Activity: For this exercise, an exact copy is needed of only the lines from the one containing "Query: balcony deck" through the end of the data, with pictures left out.

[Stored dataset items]
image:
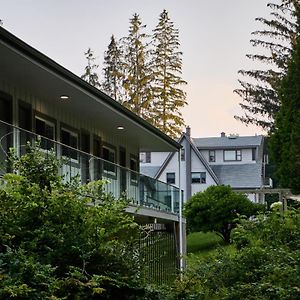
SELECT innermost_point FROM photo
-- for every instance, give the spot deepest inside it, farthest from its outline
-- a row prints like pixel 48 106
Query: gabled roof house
pixel 99 137
pixel 238 161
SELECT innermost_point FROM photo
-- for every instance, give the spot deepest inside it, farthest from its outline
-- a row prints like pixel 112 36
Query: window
pixel 145 157
pixel 69 138
pixel 109 154
pixel 253 154
pixel 25 122
pixel 45 128
pixel 199 177
pixel 182 154
pixel 212 155
pixel 232 155
pixel 171 178
pixel 134 168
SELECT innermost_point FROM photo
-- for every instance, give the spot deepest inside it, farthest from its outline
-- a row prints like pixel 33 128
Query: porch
pixel 158 198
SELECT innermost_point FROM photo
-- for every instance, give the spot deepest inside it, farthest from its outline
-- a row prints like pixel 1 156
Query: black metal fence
pixel 159 253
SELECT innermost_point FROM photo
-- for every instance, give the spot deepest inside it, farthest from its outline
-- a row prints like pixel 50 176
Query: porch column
pixel 180 215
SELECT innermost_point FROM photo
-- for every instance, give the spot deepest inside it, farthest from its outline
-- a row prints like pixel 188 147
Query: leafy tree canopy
pixel 285 138
pixel 216 209
pixel 259 87
pixel 63 241
pixel 263 263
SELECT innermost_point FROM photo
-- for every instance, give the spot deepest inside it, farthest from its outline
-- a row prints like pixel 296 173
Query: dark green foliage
pixel 167 66
pixel 216 209
pixel 264 266
pixel 64 241
pixel 259 89
pixel 113 71
pixel 90 74
pixel 143 72
pixel 285 138
pixel 138 74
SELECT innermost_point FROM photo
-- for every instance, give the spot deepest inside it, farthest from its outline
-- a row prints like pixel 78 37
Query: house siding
pixel 52 109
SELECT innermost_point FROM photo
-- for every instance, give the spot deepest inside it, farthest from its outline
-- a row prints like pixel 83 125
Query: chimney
pixel 188 131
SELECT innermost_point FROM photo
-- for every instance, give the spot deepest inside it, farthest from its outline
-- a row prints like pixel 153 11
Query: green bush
pixel 265 264
pixel 217 209
pixel 64 241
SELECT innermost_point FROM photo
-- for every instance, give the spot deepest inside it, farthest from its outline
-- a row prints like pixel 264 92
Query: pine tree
pixel 285 138
pixel 167 66
pixel 259 94
pixel 113 71
pixel 90 74
pixel 138 73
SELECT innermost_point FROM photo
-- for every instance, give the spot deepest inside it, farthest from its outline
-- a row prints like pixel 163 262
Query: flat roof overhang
pixel 35 73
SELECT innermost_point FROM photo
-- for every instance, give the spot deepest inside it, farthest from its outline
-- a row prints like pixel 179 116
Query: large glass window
pixel 170 178
pixel 145 157
pixel 69 138
pixel 253 154
pixel 198 177
pixel 45 128
pixel 134 169
pixel 109 154
pixel 182 154
pixel 212 155
pixel 232 155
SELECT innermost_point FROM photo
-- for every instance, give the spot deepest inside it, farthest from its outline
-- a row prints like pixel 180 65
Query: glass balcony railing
pixel 137 188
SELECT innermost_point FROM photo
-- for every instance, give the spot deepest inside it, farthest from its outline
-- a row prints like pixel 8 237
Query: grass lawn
pixel 202 242
pixel 201 245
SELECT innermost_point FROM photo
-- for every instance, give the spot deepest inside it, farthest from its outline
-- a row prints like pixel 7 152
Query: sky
pixel 214 37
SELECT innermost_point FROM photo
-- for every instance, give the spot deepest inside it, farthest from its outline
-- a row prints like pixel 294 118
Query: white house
pixel 232 160
pixel 98 137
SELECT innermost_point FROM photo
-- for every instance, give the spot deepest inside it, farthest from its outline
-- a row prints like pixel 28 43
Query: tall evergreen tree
pixel 90 74
pixel 113 71
pixel 259 89
pixel 285 139
pixel 167 66
pixel 138 73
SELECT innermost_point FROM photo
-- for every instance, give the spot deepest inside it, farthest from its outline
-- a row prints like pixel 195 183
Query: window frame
pixel 134 174
pixel 145 157
pixel 212 156
pixel 73 133
pixel 112 173
pixel 202 179
pixel 237 154
pixel 182 154
pixel 253 154
pixel 173 179
pixel 49 121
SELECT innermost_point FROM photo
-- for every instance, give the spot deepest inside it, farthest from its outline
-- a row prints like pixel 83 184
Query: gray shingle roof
pixel 227 142
pixel 239 175
pixel 150 171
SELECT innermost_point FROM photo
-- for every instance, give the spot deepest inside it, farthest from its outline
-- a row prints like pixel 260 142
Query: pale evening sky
pixel 214 36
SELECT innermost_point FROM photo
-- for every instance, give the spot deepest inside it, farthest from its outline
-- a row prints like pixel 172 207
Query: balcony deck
pixel 147 196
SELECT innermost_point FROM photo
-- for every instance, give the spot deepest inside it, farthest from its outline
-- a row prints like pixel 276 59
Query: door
pixel 85 158
pixel 123 171
pixel 6 131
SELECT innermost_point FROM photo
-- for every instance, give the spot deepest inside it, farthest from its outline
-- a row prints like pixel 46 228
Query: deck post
pixel 180 216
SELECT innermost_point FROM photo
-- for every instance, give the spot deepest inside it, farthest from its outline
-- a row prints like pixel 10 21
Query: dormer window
pixel 212 155
pixel 232 155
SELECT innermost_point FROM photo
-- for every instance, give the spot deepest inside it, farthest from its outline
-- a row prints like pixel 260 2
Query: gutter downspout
pixel 180 216
pixel 188 163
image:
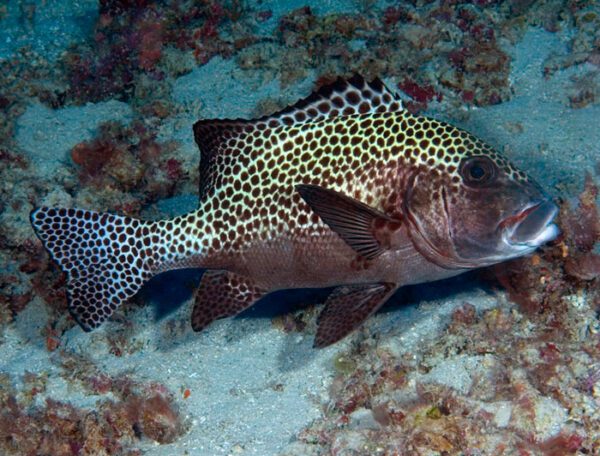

Output of the task:
Query: balcony deck
pixel 147 196
SELECT innermost_point FROM photo
-- for every instance, give the spot deepest inside it, farthest from its outline
-- a row prints like pixel 276 59
Query: door
pixel 85 158
pixel 123 171
pixel 6 131
SELECT innermost_point FROM photo
-- for every instance, give the spot deepest inside it, farthest from its outline
-- a row prints like pixel 46 228
Query: deck post
pixel 180 216
SELECT innermost_point FROM photo
-- for every instance, give the spot deepest inside it, farthest from its outline
-- a row prints like pixel 10 21
Query: dormer window
pixel 212 155
pixel 232 155
SELECT innermost_point FROM photo
-- for every instance, give the spot deepest inside it, farthest from its outline
-- a row prints like pixel 260 2
Query: gutter downspout
pixel 180 216
pixel 188 163
image:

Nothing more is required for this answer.